(Excerpts from point annotation data)
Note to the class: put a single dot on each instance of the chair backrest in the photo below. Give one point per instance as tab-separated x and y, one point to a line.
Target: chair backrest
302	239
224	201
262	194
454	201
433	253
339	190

# [Stated task]
Convert every line of the items above into a Markdown table with the columns Row and Line, where Row holds a running number and Line holds the line itself. Leave out any blank lines.

# [Task output]
| Row | Line |
|---|---|
| 1 | Note to the class: put a single dot on each instance of the chair backrest in the photo below. Give one point per instance as tab-separated x and y, one point to a line. |
| 2 | Target: chair backrest |
| 3 | 302	239 |
| 4 | 224	201 |
| 5 | 262	194 |
| 6 | 454	201 |
| 7 | 433	253 |
| 8 | 339	190 |